**Set problem 1:**
Decide whether each statement below agrees with the article on GM's diversity record. Answer yes or no for each, and quote the exact words from the article that settle it.
(a) GM began recruiting African-American college graduates for professional roles in 1972.
(b) Bishop College is still operating.
(c) Half of GM's U.S. hires in 2018 were minorities.

☆ ☆ ☆ ☆

By John D. Stoll

Business is showing signs of getting more serious about diversity. Age-old brands are being shelved. Companies including Bank of America, Cisco Systems and Lego have announced pledges totalling more than $1.7 billion to causes that combat racism. Facebook Inc. has expanded the chief diversity officer role. Google promised to increase "underrepresented groups" in leadership.

General Motors Co. has a hard, worthwhile lesson to teach executives who want to make real changes to their culture. It takes stamina.

GM is a top 20 performer in diversity and inclusion among S&P 500 companies, according to a 2019 Wall Street Journal analysis. A third of its U.S. hires in 2018 were minorities; 40% of C-Suite jobs belong to minorities and women, including Chief Executive Mary Barra.

It took nearly a half-century of achingly slow gains and painful failures to get there.

GM's journey started in 1972, when Congress empowered the Equal Employment Opportunity Commission to punish discrimination. The Detroit auto maker, employing thousands of minorities in factories, started recruiting African-American college graduates for professional roles.

Thomas Kimble, an accounting student from historically black Bishop College in Texas, was an initial recruit. Bishop has long since closed and Mr. Kimble has retired. But Mr. Kimble's own account of his career charts the auto giant's imperfect pursuit of culture change.

In the early 1970s, GM was what Apple Inc. is today; the car business was Silicon Valley. Jobs in the industry's design houses, engineering centers, finance departments and sales offices were coveted. Ivy leaguers eagerly relocated to the Motor City. Several blue chips, including DuPont, recruited Mr. Kimble, but back then few turned down The General.

☆ ☆ ☆ ☆

**Set problem 2:**
Find every line of the records that contains the word "dirt", and copy each of those lines in full.

**Extracted entries:**
☆ ☆ ☆ ☆

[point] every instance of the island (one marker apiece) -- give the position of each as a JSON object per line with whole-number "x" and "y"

☆ ☆ ☆ ☆

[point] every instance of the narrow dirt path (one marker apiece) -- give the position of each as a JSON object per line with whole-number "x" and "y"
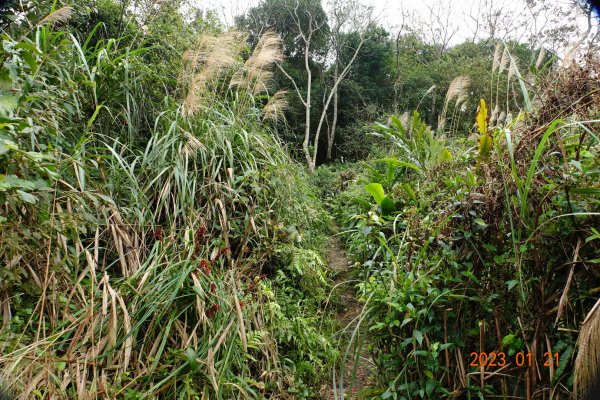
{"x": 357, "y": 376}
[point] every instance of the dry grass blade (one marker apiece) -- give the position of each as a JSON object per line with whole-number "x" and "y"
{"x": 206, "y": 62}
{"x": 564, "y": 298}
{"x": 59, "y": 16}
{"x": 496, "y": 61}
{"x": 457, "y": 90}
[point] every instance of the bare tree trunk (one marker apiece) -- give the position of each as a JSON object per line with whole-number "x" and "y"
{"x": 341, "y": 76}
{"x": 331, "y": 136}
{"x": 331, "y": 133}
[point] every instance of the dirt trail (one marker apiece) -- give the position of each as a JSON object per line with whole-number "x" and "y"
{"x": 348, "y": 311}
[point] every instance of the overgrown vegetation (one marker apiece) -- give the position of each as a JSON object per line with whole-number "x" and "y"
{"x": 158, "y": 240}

☆ ☆ ☆ ☆

**Correct answer 1:**
(a) Yes: "GM's journey started in 1972" and "started recruiting African-American college graduates for professional roles."
(b) No: "Bishop has long since closed"
(c) No: "A third of its U.S. hires in 2018 were minorities"

**Correct answer 2:**
[point] every instance of the narrow dirt path (one marker apiece) -- give the position of each as a JSON object per line with whole-number "x" and "y"
[point] every instance of the dirt trail (one marker apiece) -- give the position of each as a JSON object per line with whole-number "x" and "y"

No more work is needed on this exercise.